**** Provided records

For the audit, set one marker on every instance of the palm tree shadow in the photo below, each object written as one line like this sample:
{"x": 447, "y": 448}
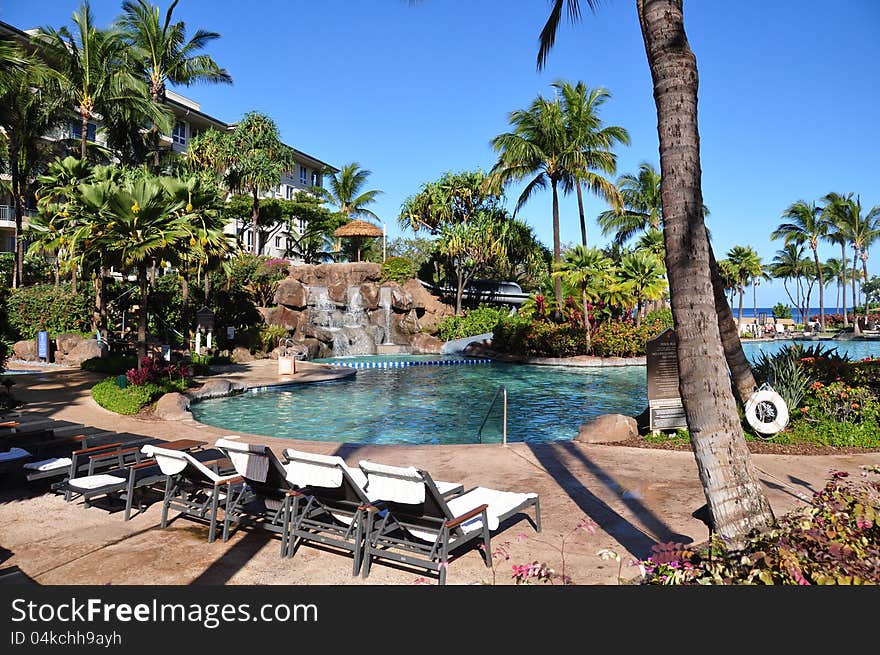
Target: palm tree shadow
{"x": 628, "y": 535}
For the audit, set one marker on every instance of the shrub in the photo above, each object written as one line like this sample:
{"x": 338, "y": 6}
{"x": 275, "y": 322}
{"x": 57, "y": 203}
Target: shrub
{"x": 47, "y": 307}
{"x": 833, "y": 540}
{"x": 397, "y": 269}
{"x": 481, "y": 320}
{"x": 131, "y": 399}
{"x": 114, "y": 364}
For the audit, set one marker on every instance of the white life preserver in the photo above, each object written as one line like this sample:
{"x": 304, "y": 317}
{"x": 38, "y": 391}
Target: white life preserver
{"x": 759, "y": 418}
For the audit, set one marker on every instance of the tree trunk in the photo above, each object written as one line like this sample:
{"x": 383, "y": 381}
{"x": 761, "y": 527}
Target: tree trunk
{"x": 557, "y": 252}
{"x": 142, "y": 313}
{"x": 577, "y": 186}
{"x": 842, "y": 284}
{"x": 740, "y": 369}
{"x": 255, "y": 217}
{"x": 730, "y": 482}
{"x": 821, "y": 290}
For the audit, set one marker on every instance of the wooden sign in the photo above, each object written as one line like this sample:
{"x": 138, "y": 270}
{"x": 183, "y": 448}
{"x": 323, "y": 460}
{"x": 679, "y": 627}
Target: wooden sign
{"x": 664, "y": 402}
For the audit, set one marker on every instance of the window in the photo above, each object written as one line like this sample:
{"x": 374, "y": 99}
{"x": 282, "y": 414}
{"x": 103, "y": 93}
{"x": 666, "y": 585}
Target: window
{"x": 178, "y": 135}
{"x": 76, "y": 130}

********

▸ **Task goal**:
Set out the lines above as a numbered list, from the line containing "of the window" through the end of the records, leaving out any blank lines.

▸ **The reply**:
1. For the audit, set one marker on every instance of the window in the photo above, each object written as one line like this sample:
2. {"x": 374, "y": 99}
3. {"x": 282, "y": 414}
4. {"x": 103, "y": 93}
5. {"x": 666, "y": 585}
6. Target: window
7. {"x": 178, "y": 135}
8. {"x": 76, "y": 130}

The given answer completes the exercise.